━━━━━ Data extract

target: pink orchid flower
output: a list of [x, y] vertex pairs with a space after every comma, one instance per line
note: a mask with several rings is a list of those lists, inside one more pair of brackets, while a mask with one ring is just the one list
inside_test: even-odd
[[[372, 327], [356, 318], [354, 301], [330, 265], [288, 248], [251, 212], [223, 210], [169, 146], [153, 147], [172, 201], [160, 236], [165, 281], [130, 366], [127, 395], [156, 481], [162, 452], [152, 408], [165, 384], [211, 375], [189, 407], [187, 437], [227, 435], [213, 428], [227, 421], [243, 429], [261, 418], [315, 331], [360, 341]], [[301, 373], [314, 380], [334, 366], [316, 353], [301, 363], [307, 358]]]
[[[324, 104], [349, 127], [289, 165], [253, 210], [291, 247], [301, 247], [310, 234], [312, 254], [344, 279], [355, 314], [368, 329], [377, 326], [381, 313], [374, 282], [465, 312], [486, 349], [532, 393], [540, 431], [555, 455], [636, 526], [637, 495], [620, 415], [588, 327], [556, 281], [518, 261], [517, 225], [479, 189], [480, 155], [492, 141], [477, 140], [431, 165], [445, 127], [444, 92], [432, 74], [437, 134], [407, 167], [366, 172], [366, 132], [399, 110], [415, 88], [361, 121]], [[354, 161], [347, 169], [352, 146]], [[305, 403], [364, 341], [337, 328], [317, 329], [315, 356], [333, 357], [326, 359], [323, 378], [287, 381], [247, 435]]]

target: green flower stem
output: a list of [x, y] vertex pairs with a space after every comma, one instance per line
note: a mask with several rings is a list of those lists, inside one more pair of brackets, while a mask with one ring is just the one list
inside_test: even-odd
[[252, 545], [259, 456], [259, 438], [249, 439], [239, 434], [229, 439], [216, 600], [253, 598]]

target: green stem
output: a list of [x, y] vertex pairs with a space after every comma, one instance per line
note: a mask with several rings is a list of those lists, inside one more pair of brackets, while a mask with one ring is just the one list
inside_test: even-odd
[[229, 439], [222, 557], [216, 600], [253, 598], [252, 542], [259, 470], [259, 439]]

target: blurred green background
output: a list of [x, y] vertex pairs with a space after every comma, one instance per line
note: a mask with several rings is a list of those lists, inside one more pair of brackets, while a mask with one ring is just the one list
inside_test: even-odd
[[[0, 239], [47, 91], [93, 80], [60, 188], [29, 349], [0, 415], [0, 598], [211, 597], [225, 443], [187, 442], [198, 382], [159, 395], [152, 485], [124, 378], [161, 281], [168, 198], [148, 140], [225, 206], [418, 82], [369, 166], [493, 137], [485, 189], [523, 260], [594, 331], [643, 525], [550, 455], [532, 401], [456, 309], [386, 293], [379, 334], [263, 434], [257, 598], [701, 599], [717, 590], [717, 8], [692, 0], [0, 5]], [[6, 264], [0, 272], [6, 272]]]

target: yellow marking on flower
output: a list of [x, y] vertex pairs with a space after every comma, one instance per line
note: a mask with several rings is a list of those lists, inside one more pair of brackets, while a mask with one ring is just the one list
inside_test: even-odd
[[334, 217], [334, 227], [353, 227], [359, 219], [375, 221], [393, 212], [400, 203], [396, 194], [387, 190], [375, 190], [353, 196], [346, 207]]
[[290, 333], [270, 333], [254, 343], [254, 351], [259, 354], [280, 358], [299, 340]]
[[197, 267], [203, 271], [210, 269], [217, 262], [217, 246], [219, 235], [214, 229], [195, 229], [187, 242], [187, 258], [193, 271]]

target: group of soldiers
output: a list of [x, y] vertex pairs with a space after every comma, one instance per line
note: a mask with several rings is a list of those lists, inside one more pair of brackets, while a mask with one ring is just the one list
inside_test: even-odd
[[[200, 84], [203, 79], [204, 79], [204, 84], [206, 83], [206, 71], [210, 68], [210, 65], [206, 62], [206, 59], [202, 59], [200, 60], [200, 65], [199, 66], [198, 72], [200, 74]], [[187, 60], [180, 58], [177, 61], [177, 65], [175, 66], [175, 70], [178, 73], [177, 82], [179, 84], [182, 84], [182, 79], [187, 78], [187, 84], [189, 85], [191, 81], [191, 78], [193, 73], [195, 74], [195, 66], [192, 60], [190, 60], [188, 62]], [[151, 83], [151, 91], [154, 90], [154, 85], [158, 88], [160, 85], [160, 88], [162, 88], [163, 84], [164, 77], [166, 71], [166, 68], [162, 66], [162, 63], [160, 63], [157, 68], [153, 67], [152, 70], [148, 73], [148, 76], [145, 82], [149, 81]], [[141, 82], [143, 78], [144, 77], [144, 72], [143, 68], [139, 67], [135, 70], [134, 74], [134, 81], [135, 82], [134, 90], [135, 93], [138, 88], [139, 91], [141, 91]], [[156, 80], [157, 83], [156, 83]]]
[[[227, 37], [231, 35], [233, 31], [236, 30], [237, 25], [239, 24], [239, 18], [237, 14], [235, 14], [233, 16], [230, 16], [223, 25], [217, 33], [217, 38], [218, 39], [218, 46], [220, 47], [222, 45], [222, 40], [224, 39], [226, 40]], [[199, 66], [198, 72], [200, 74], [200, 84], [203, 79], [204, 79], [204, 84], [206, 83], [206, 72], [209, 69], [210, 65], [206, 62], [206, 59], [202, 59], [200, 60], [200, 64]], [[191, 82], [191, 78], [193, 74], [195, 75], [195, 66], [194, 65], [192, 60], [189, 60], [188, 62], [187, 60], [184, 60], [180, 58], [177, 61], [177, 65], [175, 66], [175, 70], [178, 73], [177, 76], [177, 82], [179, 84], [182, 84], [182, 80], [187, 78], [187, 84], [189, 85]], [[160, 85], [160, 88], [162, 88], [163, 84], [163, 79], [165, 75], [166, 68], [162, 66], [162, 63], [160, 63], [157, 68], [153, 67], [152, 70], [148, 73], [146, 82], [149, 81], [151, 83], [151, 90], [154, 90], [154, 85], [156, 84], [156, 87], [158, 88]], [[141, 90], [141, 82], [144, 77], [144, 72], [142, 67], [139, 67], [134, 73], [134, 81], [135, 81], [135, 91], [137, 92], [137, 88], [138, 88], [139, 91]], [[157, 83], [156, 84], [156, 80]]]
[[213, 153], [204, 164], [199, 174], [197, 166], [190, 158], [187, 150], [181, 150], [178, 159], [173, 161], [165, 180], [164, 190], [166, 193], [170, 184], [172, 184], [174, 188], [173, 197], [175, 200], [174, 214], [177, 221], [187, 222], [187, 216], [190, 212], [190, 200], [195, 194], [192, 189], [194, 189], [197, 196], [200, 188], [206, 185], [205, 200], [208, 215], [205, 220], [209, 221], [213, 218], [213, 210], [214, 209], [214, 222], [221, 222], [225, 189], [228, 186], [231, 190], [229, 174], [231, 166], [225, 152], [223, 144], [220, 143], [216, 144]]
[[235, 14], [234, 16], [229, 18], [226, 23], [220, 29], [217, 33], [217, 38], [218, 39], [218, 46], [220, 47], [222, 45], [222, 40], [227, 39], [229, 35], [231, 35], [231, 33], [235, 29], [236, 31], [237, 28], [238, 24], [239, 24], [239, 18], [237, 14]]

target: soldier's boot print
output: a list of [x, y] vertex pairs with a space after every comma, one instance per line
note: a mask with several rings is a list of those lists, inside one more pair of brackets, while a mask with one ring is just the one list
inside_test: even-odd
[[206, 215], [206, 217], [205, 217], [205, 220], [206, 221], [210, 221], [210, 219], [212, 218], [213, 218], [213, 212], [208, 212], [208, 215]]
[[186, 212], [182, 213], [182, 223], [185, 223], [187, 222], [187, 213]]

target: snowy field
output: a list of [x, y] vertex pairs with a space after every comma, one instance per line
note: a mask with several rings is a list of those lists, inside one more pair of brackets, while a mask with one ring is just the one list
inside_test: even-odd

━━━━━━━━━━

### What the task asks
Could you rewrite all the records above, putting "nonzero" in place of every "even-odd" and leaving everything else unchanged?

### Result of this exercise
target: pink orchid flower
output: a list of [x, y] vertex pairs with a space after every comma, one instance per line
note: a mask with several rings is a list of those lists, inside one more pair of brackets, while a mask with one ring is just the one list
inside_test: nonzero
[[[372, 327], [356, 318], [354, 301], [330, 265], [288, 248], [251, 212], [223, 210], [169, 146], [153, 147], [172, 201], [160, 236], [165, 281], [130, 366], [127, 395], [156, 481], [162, 452], [152, 408], [165, 384], [211, 375], [189, 407], [187, 437], [227, 435], [213, 428], [227, 421], [243, 429], [261, 418], [315, 331], [360, 341]], [[301, 373], [314, 380], [334, 366], [316, 353], [301, 363], [307, 358]]]
[[[324, 104], [349, 127], [289, 165], [253, 210], [291, 247], [301, 247], [310, 234], [312, 254], [344, 279], [355, 314], [368, 329], [377, 326], [381, 313], [374, 282], [465, 312], [486, 349], [532, 393], [540, 431], [555, 455], [636, 526], [637, 495], [620, 415], [588, 327], [556, 281], [518, 261], [517, 225], [479, 189], [480, 155], [492, 141], [477, 140], [431, 165], [445, 127], [444, 92], [432, 74], [437, 134], [407, 167], [366, 172], [366, 132], [399, 110], [415, 88], [361, 121]], [[354, 161], [347, 169], [352, 146]], [[305, 403], [364, 341], [337, 328], [317, 329], [315, 356], [333, 357], [326, 359], [323, 378], [287, 381], [247, 435]]]

target: green flower stem
output: a list of [x, y] vertex pairs with a space after every comma, one instance per line
note: a mask with several rings is a list of those lists, inside one more pair of brackets, while a mask with one ring is just the one list
inside_test: nonzero
[[252, 545], [259, 456], [259, 438], [249, 439], [239, 434], [229, 439], [216, 600], [253, 598]]

target: green stem
output: a list of [x, y] vertex pairs with a space after every comma, one instance per line
note: a mask with several rings is a list of those lists, inside one more pair of brackets, while a mask with one ring is just the one list
inside_test: nonzero
[[229, 439], [222, 557], [216, 600], [253, 598], [252, 542], [259, 470], [259, 439]]

target: blurred green background
output: a list of [x, y] vertex pairs with a space after every comma, one instance per line
note: a mask with several rings is a list of those lists, inside one more pair of brackets, while a mask with one ring is just the one list
inside_test: nonzero
[[[0, 239], [47, 91], [93, 80], [60, 188], [29, 349], [0, 415], [0, 598], [211, 597], [225, 443], [187, 442], [198, 382], [159, 395], [152, 485], [124, 378], [161, 281], [168, 198], [148, 140], [225, 206], [418, 82], [369, 166], [493, 137], [485, 189], [523, 260], [594, 331], [643, 525], [550, 455], [532, 401], [456, 309], [386, 293], [379, 334], [263, 434], [257, 598], [701, 599], [717, 590], [717, 8], [692, 0], [0, 5]], [[6, 264], [0, 272], [6, 272]]]

target: yellow marking on flower
output: a list of [x, y] vertex pairs with a space after every comma, one instance per line
note: a mask with several rings is a list of those lists, inside one more pair of brackets, while a mask with one ring is just the one list
inside_test: nonzero
[[334, 217], [334, 227], [353, 227], [359, 219], [375, 221], [393, 212], [400, 203], [396, 194], [387, 190], [375, 190], [353, 196], [346, 207]]
[[290, 333], [270, 333], [254, 343], [254, 351], [259, 354], [280, 358], [299, 340]]
[[197, 267], [203, 271], [210, 269], [217, 262], [217, 246], [219, 235], [214, 229], [195, 229], [187, 242], [187, 258], [193, 271]]

target: group of soldiers
output: a list of [x, y] vertex pairs with a space after every comma, one instance per line
note: a mask with several rings is a list of those lists, inside one more pair of brackets, while a mask with one ring is just the one list
inside_test: nonzero
[[[200, 84], [203, 79], [204, 79], [204, 84], [206, 83], [206, 71], [210, 68], [210, 65], [206, 62], [206, 59], [202, 59], [200, 60], [200, 65], [199, 66], [198, 72], [200, 74]], [[187, 60], [180, 58], [177, 61], [177, 65], [175, 66], [175, 70], [178, 73], [177, 82], [179, 84], [182, 84], [182, 79], [187, 78], [187, 84], [189, 85], [191, 81], [191, 78], [193, 73], [195, 74], [195, 66], [192, 60], [190, 60], [188, 62]], [[151, 83], [151, 91], [154, 90], [154, 85], [158, 88], [160, 85], [160, 88], [162, 88], [163, 84], [164, 77], [166, 71], [166, 68], [162, 66], [162, 63], [160, 63], [157, 68], [153, 67], [152, 70], [148, 73], [148, 76], [145, 82], [149, 81]], [[141, 82], [143, 78], [144, 77], [144, 72], [143, 68], [139, 67], [135, 70], [134, 74], [134, 81], [135, 82], [134, 90], [135, 93], [138, 88], [139, 91], [141, 91]], [[156, 80], [157, 83], [156, 83]]]
[[[227, 37], [231, 35], [233, 31], [236, 30], [237, 25], [239, 24], [239, 18], [237, 14], [235, 14], [233, 16], [230, 16], [223, 25], [217, 33], [217, 38], [218, 39], [218, 46], [220, 47], [222, 45], [222, 40], [224, 39], [226, 40]], [[199, 66], [198, 72], [200, 74], [200, 84], [203, 79], [204, 79], [204, 84], [206, 83], [206, 72], [209, 69], [210, 65], [206, 62], [206, 59], [202, 59], [200, 60], [200, 64]], [[191, 82], [191, 78], [193, 74], [195, 75], [195, 66], [194, 65], [192, 60], [189, 60], [188, 62], [187, 60], [184, 60], [180, 58], [177, 61], [177, 65], [175, 66], [175, 70], [178, 73], [177, 76], [177, 82], [179, 84], [182, 84], [182, 80], [187, 78], [187, 84], [189, 85]], [[160, 85], [160, 88], [162, 88], [163, 84], [163, 79], [165, 75], [166, 68], [162, 66], [162, 63], [160, 63], [157, 68], [153, 67], [152, 70], [148, 73], [146, 82], [149, 81], [151, 83], [151, 90], [154, 90], [154, 85], [156, 84], [156, 87], [158, 88]], [[141, 90], [141, 82], [144, 77], [144, 72], [142, 67], [139, 67], [134, 73], [134, 81], [135, 81], [135, 91], [137, 92], [137, 88], [138, 88], [139, 91]], [[157, 83], [156, 84], [156, 80]]]
[[213, 153], [204, 164], [199, 174], [197, 166], [190, 158], [187, 150], [181, 150], [178, 159], [173, 161], [165, 180], [164, 190], [166, 193], [170, 184], [172, 184], [174, 188], [173, 197], [175, 200], [174, 214], [177, 221], [187, 222], [187, 216], [190, 212], [190, 200], [195, 194], [192, 189], [194, 189], [197, 196], [200, 188], [206, 185], [205, 200], [208, 215], [205, 220], [209, 221], [213, 218], [213, 210], [214, 209], [214, 222], [221, 222], [225, 189], [228, 186], [231, 190], [229, 174], [231, 166], [225, 152], [223, 144], [220, 143], [216, 144]]
[[235, 14], [234, 16], [229, 18], [226, 23], [220, 29], [217, 33], [217, 38], [218, 39], [218, 46], [220, 47], [222, 45], [222, 40], [227, 39], [229, 35], [231, 35], [231, 33], [235, 29], [236, 31], [237, 28], [238, 24], [239, 24], [239, 18], [237, 14]]

target: soldier's boot print
output: a list of [x, y] vertex pairs with a space after every comma, one instance per line
note: a mask with several rings is a list of those lists, inside one more pair of brackets, while a mask with one ring is just the one list
inside_test: nonzero
[[206, 215], [206, 217], [205, 217], [205, 220], [206, 221], [210, 221], [210, 219], [212, 218], [213, 218], [213, 212], [208, 212], [208, 215]]
[[186, 212], [182, 213], [182, 223], [185, 223], [187, 222], [187, 213]]

target: snowy field
output: a list of [x, y] vertex pairs with a space after every comma, one instance per line
note: a mask with several rings is a list of those lists, inside one more pair of brackets, while a mask with one ring is just the one list
inside_test: nonzero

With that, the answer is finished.